*Document segment:*
◇ ◇ ◇ ◇

Pharmacological data of a successful 4-days-a-week regimen in HIV antiretroviral therapy (ANRS 162-4D trial)

Br J Clin Pharmacol. 2021 Apr;87(4):1930-1939. doi: 10.1111/bcp.14586. Epub 2020 Nov 5.

Abstract

Introduction: Few data are available on plasma concentrations of antiretroviral therapy (ARV) during intermittent treatment.

Objective: To compare plasma concentrations in OFF vs ON treatment periods at several time points during treatment.

Methods: During a successful 48-week multicenter study (ANRS 162-4D trial) of 4 days with treatment (ON) followed by 3 days without treatment (OFF) in adults treated by two nucleoside analogues and a third agent belonging to a boosted protease-inhibitor (PI, darunavir [DRV], atazanavir [ATV], lopinavir [LPV]) or a non-nucleoside-reverse-transcriptase inhibitor (NNRTI, efavirenz [EFV], etravirine [ETR], rilpivirine [RPV]) conducted in 100 patients (96% success), we determined the plasma concentrations of ARV. Blood samples were collected for analysis at inclusion (W0, 7/7 strategy for all patients), W16 and W40 (ON) and at W4, W8, W12, W24, W32 and W48 (OFF).

◇ ◇ ◇ ◇

*Assignment 1:*
According to the abstract, how many patients took part in the ANRS 162-4D trial?
*Assignment 2:*
Copy the stretch of the abstract from "Pharmacological data of" through "during intermittent treatment.".

*Source data:*
◇ ◇ ◇ ◇

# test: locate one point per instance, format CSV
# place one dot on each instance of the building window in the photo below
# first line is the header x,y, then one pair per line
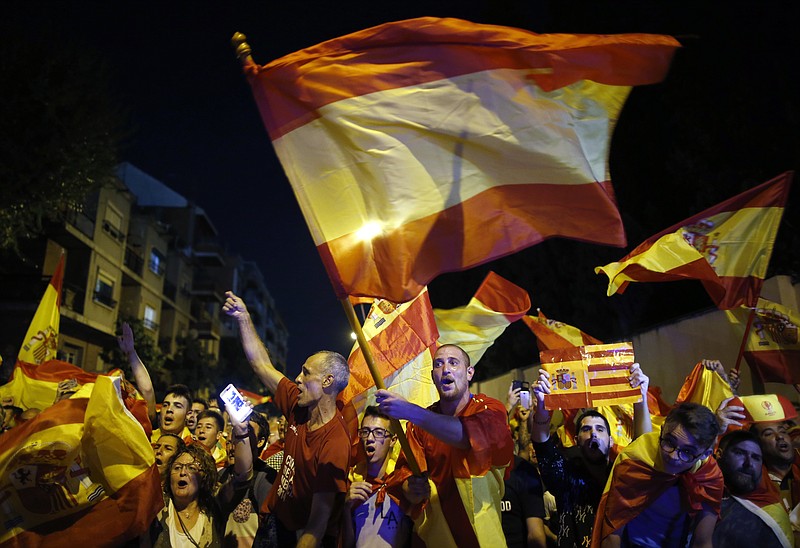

◇ ◇ ◇ ◇

*Written response 1:*
100 patients

*Written response 2:*
Pharmacological data of a successful 4-days-a-week regimen in HIV antiretroviral therapy (ANRS 162-4D trial)

Br J Clin Pharmacol. 2021 Apr;87(4):1930-1939. doi: 10.1111/bcp.14586. Epub 2020 Nov 5.

Abstract

Introduction: Few data are available on plasma concentrations of antiretroviral therapy (ARV) during intermittent treatment.